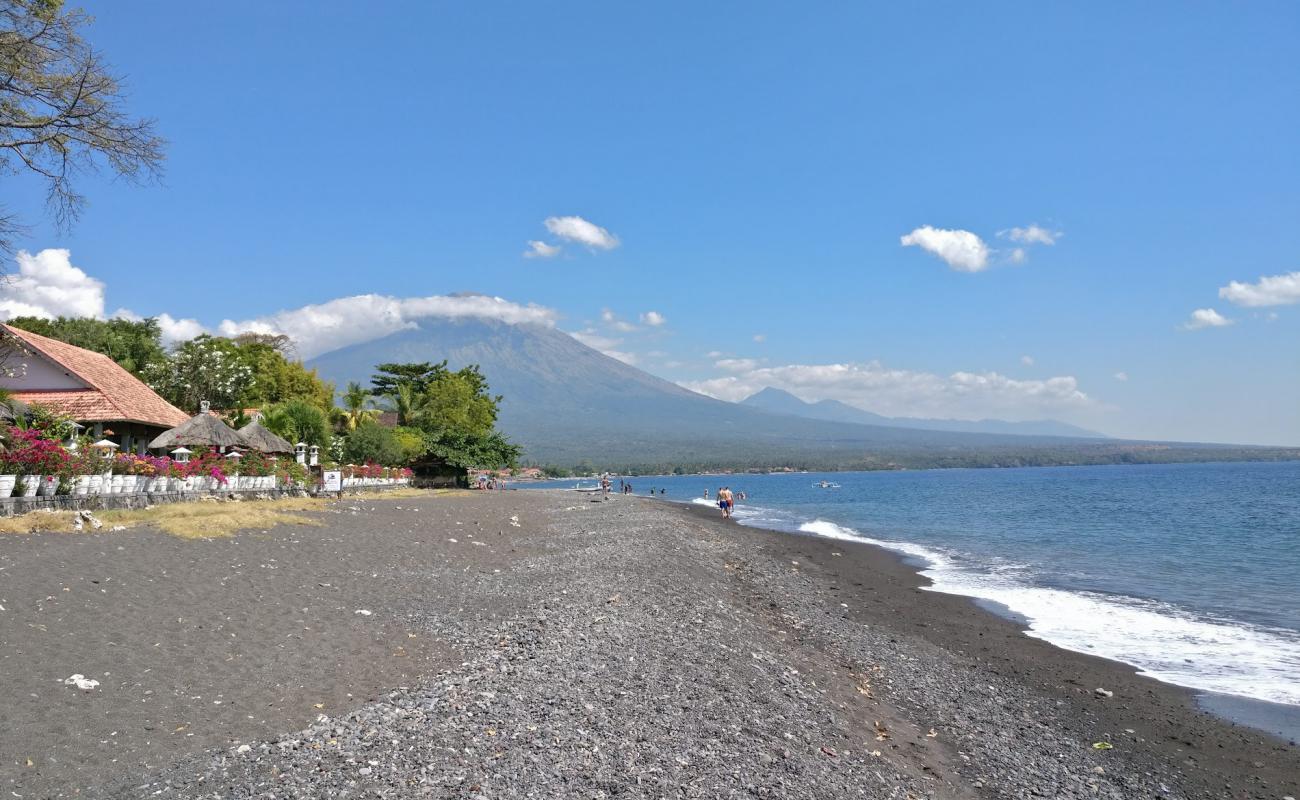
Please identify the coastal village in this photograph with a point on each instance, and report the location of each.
(82, 432)
(610, 401)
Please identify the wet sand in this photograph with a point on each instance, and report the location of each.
(628, 648)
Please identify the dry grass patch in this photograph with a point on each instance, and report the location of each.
(200, 519)
(37, 522)
(403, 493)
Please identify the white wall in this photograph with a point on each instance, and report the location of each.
(43, 375)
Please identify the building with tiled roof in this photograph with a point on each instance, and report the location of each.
(86, 385)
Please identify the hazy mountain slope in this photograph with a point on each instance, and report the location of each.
(783, 402)
(567, 402)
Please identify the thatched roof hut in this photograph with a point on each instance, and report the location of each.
(258, 437)
(202, 429)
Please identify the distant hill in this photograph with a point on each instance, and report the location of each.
(571, 405)
(783, 402)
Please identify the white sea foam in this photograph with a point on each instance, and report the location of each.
(1161, 640)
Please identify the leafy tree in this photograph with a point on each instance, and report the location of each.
(356, 410)
(411, 441)
(373, 442)
(204, 368)
(137, 345)
(417, 376)
(460, 449)
(404, 401)
(298, 420)
(61, 111)
(458, 401)
(277, 375)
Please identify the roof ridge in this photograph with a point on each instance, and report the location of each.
(42, 345)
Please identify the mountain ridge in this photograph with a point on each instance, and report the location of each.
(572, 406)
(784, 402)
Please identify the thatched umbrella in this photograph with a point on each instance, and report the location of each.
(202, 429)
(258, 437)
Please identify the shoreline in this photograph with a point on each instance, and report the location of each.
(961, 623)
(1277, 720)
(541, 644)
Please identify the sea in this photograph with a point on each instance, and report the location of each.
(1188, 573)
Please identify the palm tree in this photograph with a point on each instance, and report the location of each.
(355, 411)
(297, 420)
(407, 403)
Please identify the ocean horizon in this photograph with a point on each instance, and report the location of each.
(1183, 571)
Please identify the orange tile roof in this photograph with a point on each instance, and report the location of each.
(115, 393)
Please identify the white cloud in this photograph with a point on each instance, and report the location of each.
(737, 364)
(178, 331)
(324, 327)
(173, 331)
(576, 229)
(47, 285)
(961, 250)
(1269, 290)
(906, 393)
(612, 320)
(1031, 234)
(1207, 318)
(605, 344)
(541, 250)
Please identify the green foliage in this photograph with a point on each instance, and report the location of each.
(298, 420)
(411, 441)
(356, 407)
(134, 345)
(248, 371)
(462, 449)
(371, 442)
(390, 376)
(458, 401)
(204, 368)
(61, 112)
(276, 376)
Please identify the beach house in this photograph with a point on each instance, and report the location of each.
(89, 386)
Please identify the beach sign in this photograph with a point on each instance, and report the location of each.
(333, 480)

Exercise: Above are the records; reproduce them exactly and leave out the pictures.

Written solution:
Please identify the coastal village in this photograph with a point on each instance, and report the location of each.
(82, 432)
(610, 401)
Please identify the wet sand in this photograph with a point on each instance, and report the location of each.
(628, 648)
Please identify the dry grass patch in this photograph with a point on each instance, and report the location of each.
(200, 519)
(37, 522)
(403, 493)
Please identify the white wall in this photograph with a point on each instance, and report the location of each.
(43, 375)
Please identify the building with tiled roof in this photograph with a point on each instance, and report the location of each.
(86, 385)
Please identify the hazy mountain slope in this photograph with a point on each instance, and report the location of each.
(783, 402)
(567, 402)
Please identify the thatched roof hut in this photograph with a point on each instance, and report the location of each.
(258, 437)
(202, 429)
Please identify the distant hill in this photograph with a point on each instance, and report the location of each.
(571, 405)
(783, 402)
Please identify the white sea foam in this photograph with a point on each instance, and report the location of each.
(1161, 640)
Please identify the leafy tree in this photograph with a point on each instance, and report the location of each.
(356, 410)
(411, 441)
(373, 442)
(204, 368)
(137, 345)
(417, 376)
(460, 449)
(404, 401)
(298, 420)
(61, 111)
(458, 401)
(277, 375)
Please identify the roof ridge in this photograph with a point on each instance, and report the location of each.
(42, 345)
Please identify the mountain ridge in this photograph with a point on each instance, and report the location of each.
(572, 406)
(784, 402)
Please identify the thatched umbrella in this photograph with a point on each instance, and report the location of each.
(202, 429)
(258, 437)
Please identify the shoreline in this photograph with a point on each instance, and report the location of each.
(961, 623)
(1277, 720)
(541, 644)
Please identify the sea in this photograph with a point on each instance, and report the location of each.
(1188, 573)
Please identify the palm tree in this photograph with a point on each instance, and report the location of each.
(355, 411)
(297, 420)
(407, 403)
Please identify the ocean horizon in this photograph with a point on each instance, and report the location of each.
(1183, 571)
Please identify the orange tile roof in this photograph with a point on each instance, and report the location of each.
(115, 393)
Please identify the white cloud in this photograph with a point on each instance, and report the location of each.
(737, 364)
(178, 331)
(324, 327)
(173, 331)
(576, 229)
(47, 285)
(961, 250)
(1269, 290)
(906, 393)
(612, 320)
(1031, 234)
(1207, 318)
(605, 344)
(541, 250)
Please identify the green foliage in this photograph with a point on each instance, and report the location of each.
(298, 420)
(411, 441)
(356, 407)
(134, 345)
(248, 371)
(462, 449)
(371, 442)
(390, 376)
(458, 401)
(204, 368)
(61, 112)
(276, 376)
Please identify the beach house in this photograph with a point on each instance, and report the location of each.
(89, 386)
Please identify the beach sign in this photograph with a point on each instance, and report the location of each.
(333, 480)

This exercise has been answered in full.